## TASK TO COMPLETE
Every entry below is to be copied exactly, with nothing omitted.

SOURCE MATERIAL below:

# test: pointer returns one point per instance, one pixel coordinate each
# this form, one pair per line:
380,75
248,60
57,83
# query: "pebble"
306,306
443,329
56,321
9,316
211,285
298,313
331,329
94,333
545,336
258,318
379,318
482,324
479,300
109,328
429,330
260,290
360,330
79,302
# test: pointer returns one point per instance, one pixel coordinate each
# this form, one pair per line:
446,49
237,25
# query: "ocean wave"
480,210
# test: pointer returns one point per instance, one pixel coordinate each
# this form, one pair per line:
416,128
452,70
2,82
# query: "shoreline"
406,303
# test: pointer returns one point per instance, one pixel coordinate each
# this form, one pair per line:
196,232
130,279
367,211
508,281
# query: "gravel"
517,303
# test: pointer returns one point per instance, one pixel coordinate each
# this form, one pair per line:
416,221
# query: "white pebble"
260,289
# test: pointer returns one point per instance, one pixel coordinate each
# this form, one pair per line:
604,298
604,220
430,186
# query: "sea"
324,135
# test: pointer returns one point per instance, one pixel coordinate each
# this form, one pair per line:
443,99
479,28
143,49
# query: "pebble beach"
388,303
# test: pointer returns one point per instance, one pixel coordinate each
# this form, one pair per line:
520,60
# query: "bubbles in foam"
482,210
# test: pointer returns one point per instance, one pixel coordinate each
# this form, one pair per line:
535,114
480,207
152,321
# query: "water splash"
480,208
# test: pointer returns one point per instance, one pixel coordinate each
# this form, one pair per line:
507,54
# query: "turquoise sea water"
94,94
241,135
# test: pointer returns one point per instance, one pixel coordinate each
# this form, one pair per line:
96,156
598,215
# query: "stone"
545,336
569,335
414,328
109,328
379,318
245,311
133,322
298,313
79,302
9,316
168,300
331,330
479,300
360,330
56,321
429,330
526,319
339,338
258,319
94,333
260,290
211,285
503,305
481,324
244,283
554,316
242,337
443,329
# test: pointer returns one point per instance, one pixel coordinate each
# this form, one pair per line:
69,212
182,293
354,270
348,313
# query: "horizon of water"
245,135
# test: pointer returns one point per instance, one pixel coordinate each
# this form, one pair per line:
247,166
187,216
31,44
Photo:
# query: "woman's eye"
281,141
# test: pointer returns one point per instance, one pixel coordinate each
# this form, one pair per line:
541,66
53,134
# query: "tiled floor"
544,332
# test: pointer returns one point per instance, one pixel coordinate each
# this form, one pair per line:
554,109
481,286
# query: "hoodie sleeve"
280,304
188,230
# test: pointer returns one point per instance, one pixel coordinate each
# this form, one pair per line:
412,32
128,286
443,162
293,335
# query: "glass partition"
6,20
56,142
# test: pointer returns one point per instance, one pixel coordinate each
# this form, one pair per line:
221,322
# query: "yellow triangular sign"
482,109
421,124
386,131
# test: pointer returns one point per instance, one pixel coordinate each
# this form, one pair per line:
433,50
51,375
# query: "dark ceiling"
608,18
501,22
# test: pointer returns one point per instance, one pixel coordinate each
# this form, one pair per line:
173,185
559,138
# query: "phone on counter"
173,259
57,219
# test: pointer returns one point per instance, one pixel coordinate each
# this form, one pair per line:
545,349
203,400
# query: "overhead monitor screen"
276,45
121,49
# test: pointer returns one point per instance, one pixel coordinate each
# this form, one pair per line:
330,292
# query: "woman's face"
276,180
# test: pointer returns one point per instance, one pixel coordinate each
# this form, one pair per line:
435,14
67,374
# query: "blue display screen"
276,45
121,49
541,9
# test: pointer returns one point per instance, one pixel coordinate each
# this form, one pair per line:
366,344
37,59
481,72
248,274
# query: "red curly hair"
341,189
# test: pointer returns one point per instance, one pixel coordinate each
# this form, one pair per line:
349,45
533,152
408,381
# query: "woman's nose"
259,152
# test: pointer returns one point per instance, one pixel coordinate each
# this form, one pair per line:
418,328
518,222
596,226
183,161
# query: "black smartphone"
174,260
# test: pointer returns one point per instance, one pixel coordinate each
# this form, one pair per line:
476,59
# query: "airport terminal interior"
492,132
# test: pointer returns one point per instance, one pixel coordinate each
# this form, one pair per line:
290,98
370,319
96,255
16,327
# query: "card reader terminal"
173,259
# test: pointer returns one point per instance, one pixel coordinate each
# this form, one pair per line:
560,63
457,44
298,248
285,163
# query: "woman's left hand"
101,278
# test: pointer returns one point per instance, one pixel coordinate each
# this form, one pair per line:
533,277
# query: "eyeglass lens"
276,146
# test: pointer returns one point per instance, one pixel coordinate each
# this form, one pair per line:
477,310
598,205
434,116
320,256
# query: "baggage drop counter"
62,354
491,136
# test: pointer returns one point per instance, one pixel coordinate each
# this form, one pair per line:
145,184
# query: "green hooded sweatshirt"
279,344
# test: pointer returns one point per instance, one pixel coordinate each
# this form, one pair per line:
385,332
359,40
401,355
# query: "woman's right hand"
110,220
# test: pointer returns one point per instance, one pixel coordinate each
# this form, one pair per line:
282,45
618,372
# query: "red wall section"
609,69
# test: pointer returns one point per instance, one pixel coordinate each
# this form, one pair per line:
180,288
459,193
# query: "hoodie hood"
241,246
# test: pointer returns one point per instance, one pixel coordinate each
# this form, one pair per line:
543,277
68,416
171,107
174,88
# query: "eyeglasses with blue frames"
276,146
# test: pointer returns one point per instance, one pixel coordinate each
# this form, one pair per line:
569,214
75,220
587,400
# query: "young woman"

End of SOURCE MATERIAL.

## RESPONSE
# test: pointer returns one point per instance, one pixel coordinate each
# this form, one pair per line:
380,75
248,60
57,83
# query: "pebble"
306,306
443,329
56,321
9,316
211,285
298,313
331,329
94,333
545,336
258,318
379,318
482,324
479,300
109,328
429,330
260,290
360,330
79,302
# test: pointer returns one point per instance, one pixel coordinate each
# this form, one pair per line:
446,49
237,25
# query: "ocean wave"
480,210
# test: pointer returns one point per instance, one pixel coordinate each
# this form, one pair per line:
416,128
452,70
2,82
# query: "shoreline"
406,303
# test: pointer returns one point per instance, one pixel coordinate each
# this form, one pair per line:
196,232
130,279
367,211
508,281
# query: "gravel"
517,303
# test: pointer returns one point per instance, one pixel coordinate each
# this form, one pair per line:
416,221
# query: "white pebble"
260,289
# test: pointer returns one point per instance, one pixel coordinate each
# this form, one pair per line:
604,298
604,220
430,186
# query: "sea"
324,135
# test: pointer returns one point per instance, one pixel coordinate each
# this form, one pair per line:
443,99
479,28
143,49
# query: "pebble beach"
388,303
# test: pointer returns one point per instance, one pixel coordinate each
# this form, one pair per line:
520,60
# query: "bubbles in foam"
482,210
# test: pointer returns one point per instance, one pixel coordinate each
# this form, one pair per line:
535,114
480,207
152,321
# query: "water splash"
480,208
# test: pointer returns one point per instance, one pixel coordinate each
# this form, one pair per line:
507,54
# query: "turquoise sea water"
94,94
241,135
# test: pointer returns one point per instance, one pixel coordinate each
# this form, one pair per line:
96,156
598,215
# query: "stone"
545,336
569,335
414,328
109,328
379,318
245,311
133,322
298,313
79,302
9,316
168,300
331,330
479,300
360,330
56,321
429,330
526,319
339,338
258,319
94,333
260,290
211,285
503,305
481,324
244,283
554,316
242,337
443,329
# test: pointer returns one point per instance, one pixel coordinate each
# this form, one pair per line:
69,212
182,293
354,270
348,313
# query: "horizon of water"
245,135
# test: pointer returns one point per instance, one pixel coordinate each
# this form, one pair per line:
247,166
187,216
31,44
Photo:
# query: "woman's eye"
281,141
# test: pointer returns one point per instance, one pixel coordinate each
# this form, one pair per line:
541,66
53,134
# query: "tiled floor"
544,332
# test: pointer returns one point per instance, one pixel coordinate each
# this form, one pair per line:
554,109
481,286
# query: "hoodie sleeve"
280,304
188,230
# test: pointer returns one point per instance, one pixel coordinate each
# this form, one pair per line:
412,32
128,286
443,162
293,335
# query: "glass partition"
6,20
56,142
# test: pointer returns one point per instance, one pixel coordinate each
# this form, one pair per line:
221,322
# query: "yellow triangular sign"
482,109
421,124
386,131
# test: pointer returns one point per instance, one pixel coordinate each
# this form, one pair per line:
433,50
51,375
# query: "dark ceiling"
608,18
501,22
# test: pointer returns one point per instance, one pixel coordinate each
# this form, one pair per line:
173,185
559,138
# query: "phone on counter"
173,259
57,219
# test: pointer returns one point per instance, one pixel coordinate each
# this form, one pair per line:
545,349
203,400
# query: "overhead monitor screen"
276,45
121,49
# test: pointer returns one point per instance, one pixel coordinate each
# this form, one pair per line:
330,292
# query: "woman's face"
276,180
# test: pointer returns one point per instance, one pixel coordinate each
# this form, one pair per line:
435,14
67,374
# query: "blue display screen"
276,45
121,49
541,9
# test: pointer returns one point per instance, one pixel coordinate each
# this form, one pair per line:
366,344
37,59
481,72
248,274
# query: "red curly hair"
341,189
# test: pointer returns one point per instance, one pixel coordinate each
# this form, one pair per line:
349,45
533,152
408,381
# query: "woman's nose"
259,152
# test: pointer returns one point per instance, one pixel coordinate each
# this form, one pair per line:
418,328
518,222
596,226
183,161
# query: "black smartphone"
174,260
# test: pointer returns one point per instance, one pixel coordinate each
# this form, one pair per line:
476,59
# query: "airport terminal interior"
492,132
# test: pointer returns one point per instance, one pixel coordinate each
# this form, one pair per line:
290,98
370,319
96,255
16,327
# query: "card reader terminal"
173,259
# test: pointer returns one point per instance, one pixel coordinate each
# this form, one pair per line:
560,63
457,44
298,248
285,163
# query: "woman's left hand"
101,278
# test: pointer returns one point per instance, one pixel coordinate each
# this form, one pair per line:
533,277
# query: "eyeglass lens"
276,146
# test: pointer returns one point per instance, one pixel coordinate each
# this form, one pair per line:
477,310
598,205
434,116
320,256
# query: "baggage drop counter"
62,354
491,136
# test: pointer returns one point per instance, one pixel coordinate each
# this form, one pair per line:
145,184
# query: "green hooded sweatshirt"
279,344
# test: pointer returns one point per instance, one pixel coordinate each
# this form, one pair per line:
385,332
359,40
401,355
# query: "woman's right hand"
110,220
# test: pointer returns one point per instance, one pixel coordinate each
# this form, one pair per line:
282,45
618,372
# query: "red wall section"
609,69
# test: pointer returns one point per instance, one pixel coordinate each
# this form, one pair per line:
180,288
459,193
# query: "hoodie hood"
241,246
# test: pointer returns one point per instance, one pixel coordinate each
# this form, one pair per line:
543,277
68,416
171,107
174,88
# query: "eyeglasses with blue frames"
276,146
# test: pointer returns one point per instance, one pixel coordinate each
# this form, one pair per line:
569,214
75,220
587,400
# query: "young woman"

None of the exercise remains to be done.